* [What the task asks] A word-for-word transcription of all the data is required.

* [The data]
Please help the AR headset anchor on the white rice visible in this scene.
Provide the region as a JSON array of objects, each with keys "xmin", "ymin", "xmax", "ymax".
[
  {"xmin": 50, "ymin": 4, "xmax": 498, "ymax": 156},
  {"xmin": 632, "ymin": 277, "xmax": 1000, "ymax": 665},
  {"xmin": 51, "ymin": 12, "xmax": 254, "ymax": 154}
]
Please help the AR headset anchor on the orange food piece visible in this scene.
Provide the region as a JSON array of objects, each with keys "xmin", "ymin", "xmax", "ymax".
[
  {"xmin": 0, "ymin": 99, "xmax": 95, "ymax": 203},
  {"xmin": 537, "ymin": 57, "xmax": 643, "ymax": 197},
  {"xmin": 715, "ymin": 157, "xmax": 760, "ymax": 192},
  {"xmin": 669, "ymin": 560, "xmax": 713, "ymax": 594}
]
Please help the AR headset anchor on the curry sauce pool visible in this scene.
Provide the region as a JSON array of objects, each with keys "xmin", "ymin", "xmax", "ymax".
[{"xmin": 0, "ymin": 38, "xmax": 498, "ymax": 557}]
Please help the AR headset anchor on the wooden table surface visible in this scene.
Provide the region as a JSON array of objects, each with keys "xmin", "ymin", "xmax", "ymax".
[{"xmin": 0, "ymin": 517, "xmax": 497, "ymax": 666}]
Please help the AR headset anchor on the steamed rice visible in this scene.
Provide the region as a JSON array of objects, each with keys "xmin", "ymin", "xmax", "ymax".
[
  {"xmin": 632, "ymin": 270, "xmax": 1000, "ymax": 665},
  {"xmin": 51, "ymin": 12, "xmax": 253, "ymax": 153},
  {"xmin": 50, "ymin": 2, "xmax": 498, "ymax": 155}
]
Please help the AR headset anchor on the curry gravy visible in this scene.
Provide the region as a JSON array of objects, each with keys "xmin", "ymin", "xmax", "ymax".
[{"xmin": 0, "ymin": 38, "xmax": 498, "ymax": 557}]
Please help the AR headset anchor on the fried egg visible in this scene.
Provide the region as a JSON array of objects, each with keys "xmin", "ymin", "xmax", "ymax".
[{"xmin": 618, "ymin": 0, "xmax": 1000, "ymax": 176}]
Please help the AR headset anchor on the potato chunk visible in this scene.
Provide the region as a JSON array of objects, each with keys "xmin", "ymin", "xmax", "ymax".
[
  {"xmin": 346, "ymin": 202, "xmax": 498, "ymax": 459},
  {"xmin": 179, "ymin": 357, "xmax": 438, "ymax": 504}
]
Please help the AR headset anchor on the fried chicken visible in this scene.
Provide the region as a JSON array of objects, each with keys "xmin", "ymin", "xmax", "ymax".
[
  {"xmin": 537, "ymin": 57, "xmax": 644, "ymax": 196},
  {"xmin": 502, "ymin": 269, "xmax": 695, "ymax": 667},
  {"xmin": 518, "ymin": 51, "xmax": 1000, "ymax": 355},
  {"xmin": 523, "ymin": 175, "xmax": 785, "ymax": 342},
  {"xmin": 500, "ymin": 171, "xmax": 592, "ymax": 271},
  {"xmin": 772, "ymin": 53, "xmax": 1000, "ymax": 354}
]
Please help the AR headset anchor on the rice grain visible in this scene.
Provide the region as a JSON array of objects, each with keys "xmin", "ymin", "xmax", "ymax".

* [Task result]
Please help the AR headset anchor on the white rice visible in this scene.
Provide the region as a JSON array of objects, each with keys "xmin", "ymin", "xmax", "ymax".
[
  {"xmin": 50, "ymin": 4, "xmax": 498, "ymax": 156},
  {"xmin": 632, "ymin": 277, "xmax": 1000, "ymax": 665},
  {"xmin": 51, "ymin": 12, "xmax": 254, "ymax": 154}
]
Please help the AR headset anchor on the orange food piece visible in this scene.
Provide the region as a JSON array of objects, each with keys "xmin", "ymin", "xmax", "ymax".
[
  {"xmin": 0, "ymin": 99, "xmax": 95, "ymax": 203},
  {"xmin": 537, "ymin": 57, "xmax": 643, "ymax": 197},
  {"xmin": 715, "ymin": 157, "xmax": 760, "ymax": 192},
  {"xmin": 669, "ymin": 560, "xmax": 713, "ymax": 594}
]
Please help the AR headset anchor on the curry sauce pool visible in this scene.
Provide the region as a JSON array of objects, each with keys "xmin", "ymin", "xmax", "ymax".
[{"xmin": 0, "ymin": 38, "xmax": 498, "ymax": 557}]
Please help the AR headset anchor on the wooden table surface visible in this scene.
Provide the region as a JSON array of objects, each with keys "xmin", "ymin", "xmax", "ymax".
[{"xmin": 0, "ymin": 517, "xmax": 497, "ymax": 666}]
Please help the AR headset anchor on the steamed rice visible in this scene.
Provide the region as a JSON array of objects, each with keys "xmin", "ymin", "xmax", "ymax".
[
  {"xmin": 632, "ymin": 270, "xmax": 1000, "ymax": 665},
  {"xmin": 51, "ymin": 12, "xmax": 253, "ymax": 153},
  {"xmin": 50, "ymin": 2, "xmax": 498, "ymax": 155}
]
Please help the AR headset anchor on the curry gravy visible in this scene.
Provide the region as a JSON array of objects, each with keys "xmin", "ymin", "xmax", "ymax".
[{"xmin": 0, "ymin": 38, "xmax": 498, "ymax": 557}]
Please help the AR headset anchor on the fried egg visible in this scene.
Provide the region as a JSON array of objects, each with keys "xmin", "ymin", "xmax", "ymax".
[{"xmin": 618, "ymin": 0, "xmax": 1000, "ymax": 176}]
Please help the AR headset anchor on the potato chunk visible in this scene.
Provide the region as a JSON array of objects, each with keys "xmin", "ymin", "xmax", "ymax".
[
  {"xmin": 346, "ymin": 202, "xmax": 498, "ymax": 459},
  {"xmin": 179, "ymin": 357, "xmax": 438, "ymax": 504}
]
Please help the AR headset anchor on the fried chicken visible in this scene.
Provide the region as a JSON array of objects, each with keys "xmin", "ymin", "xmax", "ymax".
[
  {"xmin": 537, "ymin": 57, "xmax": 644, "ymax": 196},
  {"xmin": 502, "ymin": 269, "xmax": 695, "ymax": 667},
  {"xmin": 518, "ymin": 51, "xmax": 1000, "ymax": 355},
  {"xmin": 523, "ymin": 175, "xmax": 785, "ymax": 342},
  {"xmin": 500, "ymin": 171, "xmax": 592, "ymax": 271},
  {"xmin": 772, "ymin": 53, "xmax": 1000, "ymax": 354}
]
Please help the AR headset anchor on the rice grain visible in this scene.
Provide the region as a JSON array of objects, each with keys "xmin", "ymin", "xmax", "ymax".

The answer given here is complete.